Brief
Continue the article about measuring distance with a smartphone and an infrared line laser, starting after its final sentence.

Quoted passage
★ ★ ★
Smartphone And IR Line Laser Measure Distance

Measuring the distance using lasers is a mainstay of self-driving vehicles and ambitious robotics projects. The fine folks at MIT’s Computer Science and Artificial Intelligence Laboratory (CSAIL) decided to tackle the problem in an innovative way. [Jason H. Gao] and [Li-Shiuan Peh] used an infra-red (IR) line laser and the camera on a smartphone. Their prototype cost only $49 since they used a smartphone that was on hand. The article reports good results using the device outdoors in direct sunlight which is often a challenge for inexpensive lidars.

The line laser creates a horizontal line that is reflected back to the camera on the phone. The vertical position of the laser on the camera image lets the phone calculate the distance by parallax. To bring out a faint laser reflection, the algorithm compares four images – two with the laser on and two with it off – and subtracts the background. Using a smartphone for this is ideal since it automatically adjusts for light level and can easily be upgraded to a newer phone with a better camera later.
★ ★ ★
Record set

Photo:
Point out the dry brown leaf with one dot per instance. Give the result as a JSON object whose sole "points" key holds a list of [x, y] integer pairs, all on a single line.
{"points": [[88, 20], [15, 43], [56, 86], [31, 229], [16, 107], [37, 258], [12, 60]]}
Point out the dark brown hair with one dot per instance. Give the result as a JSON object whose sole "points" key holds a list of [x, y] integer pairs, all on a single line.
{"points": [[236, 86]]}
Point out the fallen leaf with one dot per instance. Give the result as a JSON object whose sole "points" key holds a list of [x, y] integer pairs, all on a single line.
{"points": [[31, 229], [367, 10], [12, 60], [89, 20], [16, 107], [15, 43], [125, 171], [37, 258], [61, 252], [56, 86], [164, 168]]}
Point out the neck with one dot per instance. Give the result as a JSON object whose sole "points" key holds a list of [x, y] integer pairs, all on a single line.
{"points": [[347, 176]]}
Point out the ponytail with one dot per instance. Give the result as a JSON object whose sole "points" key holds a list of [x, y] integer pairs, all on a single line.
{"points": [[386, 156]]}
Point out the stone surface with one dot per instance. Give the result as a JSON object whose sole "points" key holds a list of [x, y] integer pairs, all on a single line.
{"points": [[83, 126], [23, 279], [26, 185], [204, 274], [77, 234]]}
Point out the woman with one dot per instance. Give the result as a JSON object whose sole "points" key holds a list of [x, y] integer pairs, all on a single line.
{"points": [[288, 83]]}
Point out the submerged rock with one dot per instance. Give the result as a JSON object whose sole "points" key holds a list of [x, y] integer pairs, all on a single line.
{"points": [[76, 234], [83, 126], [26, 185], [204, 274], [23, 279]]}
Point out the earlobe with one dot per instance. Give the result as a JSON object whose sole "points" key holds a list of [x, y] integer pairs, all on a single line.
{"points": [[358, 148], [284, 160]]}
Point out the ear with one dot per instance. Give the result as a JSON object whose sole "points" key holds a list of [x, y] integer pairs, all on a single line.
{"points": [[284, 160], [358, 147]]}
★ ★ ★
Written answer
This should be a cheap and easily replicable setup. If you make one of these, let us know. If you need something more refined, check out this post on interfacing the Neato vacuum cleaner’s XV-11a lidar with the Raspberry Pi.

Some previous hobby work by [Jonathan Piat] in 2014 was similar, using a visible line laser, a BeagleBone, and a LOGI-Bone FPGA cape to handle the processing.

https://www.youtube.com/watch?v=SGZVa55p9Lo

12 thoughts on “Smartphone And IR Line Laser Measure Distance

  1. I’am really surprised that they got published with this hack … I haven’t read the full paper, so there might still be something original in their work but the method is state of the art.

    1. It’s state of the art on hackaday to publish boring stuff like this.
      I especially don’t like this sentence: ” The fine folks at MIT’s Computer Science and Artificial Intelligence Laboratory (CSAIL) decided to tackle the problem in an innovative way.”

      There is nothing innnovative about doing laser triangulation with a cell phone camera.

      I would love to see some quality over quantity on HaD. They simply post any garbage without reflecting on it and without adding any value for the reader at all.

  2. That is elegant, well the idea is anyway. :-) And because it is on a smart phone you can sweep the phone and know the angle it is at which gives you a 3D scan when you assemble the captured contours into a surface.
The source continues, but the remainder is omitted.